TASK STATEMENT = Reproduce the material below line for line, word for word, without the pictures.

--- Start DATA FOR THE TASK ---

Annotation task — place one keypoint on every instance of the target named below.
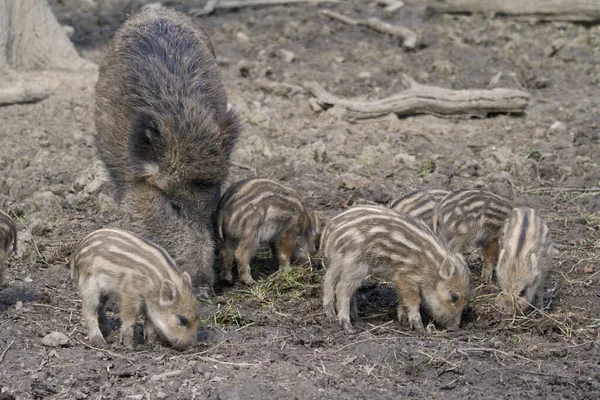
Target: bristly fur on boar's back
(161, 66)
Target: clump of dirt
(272, 340)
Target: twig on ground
(422, 99)
(495, 352)
(6, 350)
(227, 363)
(53, 307)
(42, 258)
(538, 190)
(213, 5)
(409, 37)
(544, 10)
(391, 5)
(361, 341)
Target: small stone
(55, 339)
(68, 30)
(287, 56)
(558, 127)
(314, 105)
(154, 6)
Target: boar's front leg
(243, 255)
(91, 305)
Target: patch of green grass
(226, 314)
(289, 282)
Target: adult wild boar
(164, 133)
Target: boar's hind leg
(227, 255)
(90, 307)
(353, 308)
(332, 277)
(490, 255)
(130, 309)
(243, 255)
(408, 294)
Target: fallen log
(409, 38)
(422, 99)
(543, 10)
(213, 5)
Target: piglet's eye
(523, 291)
(454, 297)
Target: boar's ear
(229, 127)
(168, 293)
(187, 280)
(533, 264)
(145, 142)
(446, 269)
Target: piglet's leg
(130, 309)
(227, 255)
(408, 294)
(243, 255)
(490, 255)
(286, 247)
(102, 318)
(149, 330)
(344, 292)
(539, 296)
(90, 305)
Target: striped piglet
(259, 211)
(375, 241)
(147, 282)
(526, 252)
(472, 217)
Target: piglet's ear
(446, 269)
(533, 264)
(145, 142)
(187, 280)
(168, 293)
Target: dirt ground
(273, 341)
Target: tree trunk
(32, 39)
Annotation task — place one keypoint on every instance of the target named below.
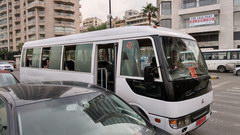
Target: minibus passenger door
(135, 56)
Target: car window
(3, 118)
(7, 79)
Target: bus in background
(223, 60)
(140, 64)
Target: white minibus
(140, 64)
(222, 60)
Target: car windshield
(184, 59)
(7, 79)
(88, 114)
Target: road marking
(227, 106)
(231, 102)
(231, 90)
(221, 84)
(226, 96)
(224, 123)
(227, 113)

--- End DATA FOR THE TASK ---

FULL ANSWER =
Annotation task — place one keypoint on every instance of the target named below.
Target: bristly fur on boar's back
(161, 66)
Target: clump of dirt
(272, 340)
Target: twig on ground
(422, 99)
(495, 352)
(6, 350)
(227, 363)
(53, 307)
(42, 258)
(538, 190)
(213, 5)
(409, 37)
(544, 10)
(391, 5)
(361, 341)
Target: small stone
(55, 339)
(68, 30)
(287, 56)
(558, 127)
(314, 105)
(154, 6)
Target: boar's front leg
(243, 255)
(91, 305)
Target: patch of green grass
(226, 314)
(289, 282)
Target: adult wild boar
(164, 133)
Target: boar's hind leg
(227, 255)
(90, 307)
(353, 308)
(332, 277)
(490, 255)
(130, 309)
(243, 255)
(408, 294)
Target: fallen log
(409, 38)
(422, 99)
(543, 10)
(213, 5)
Target: piglet's eye
(523, 291)
(454, 297)
Target: boar's ear
(229, 127)
(168, 293)
(187, 280)
(533, 264)
(145, 142)
(446, 269)
Target: piglet's leg
(130, 309)
(227, 255)
(408, 294)
(243, 255)
(490, 255)
(286, 247)
(102, 318)
(149, 330)
(344, 292)
(539, 296)
(90, 305)
Target: striped piglet
(259, 211)
(375, 241)
(147, 282)
(526, 252)
(472, 217)
Target: piglet's ear
(446, 269)
(533, 264)
(145, 142)
(187, 280)
(168, 293)
Target: dirt ground
(273, 341)
Target: tree trunk
(32, 39)
Annotation task — place one keypoint on every instance of the target named below.
Target: minibus passenger door
(135, 56)
Target: car window
(3, 118)
(7, 79)
Target: bus in background
(223, 60)
(140, 64)
Target: white minibus
(140, 64)
(222, 60)
Target: car windshield
(184, 59)
(7, 79)
(88, 114)
Target: road marking
(227, 106)
(231, 102)
(231, 90)
(221, 84)
(226, 96)
(224, 123)
(227, 113)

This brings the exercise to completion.